▸ **Aim of the exercise**:
What is the number of lines in the following data that contain "frame"? Answer with the number alone.

Point localization data:
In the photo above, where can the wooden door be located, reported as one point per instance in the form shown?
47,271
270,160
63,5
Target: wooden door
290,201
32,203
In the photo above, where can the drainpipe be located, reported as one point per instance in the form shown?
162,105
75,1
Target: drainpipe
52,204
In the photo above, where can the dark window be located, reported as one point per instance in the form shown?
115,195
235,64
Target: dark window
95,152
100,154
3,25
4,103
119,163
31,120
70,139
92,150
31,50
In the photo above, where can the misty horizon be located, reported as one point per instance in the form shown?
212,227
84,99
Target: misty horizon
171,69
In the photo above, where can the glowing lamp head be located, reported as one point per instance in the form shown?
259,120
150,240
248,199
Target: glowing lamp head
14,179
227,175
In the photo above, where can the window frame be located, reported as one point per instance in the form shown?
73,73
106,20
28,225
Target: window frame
---
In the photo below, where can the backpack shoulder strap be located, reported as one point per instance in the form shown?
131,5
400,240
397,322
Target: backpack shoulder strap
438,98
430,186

▸ **Finished task**:
2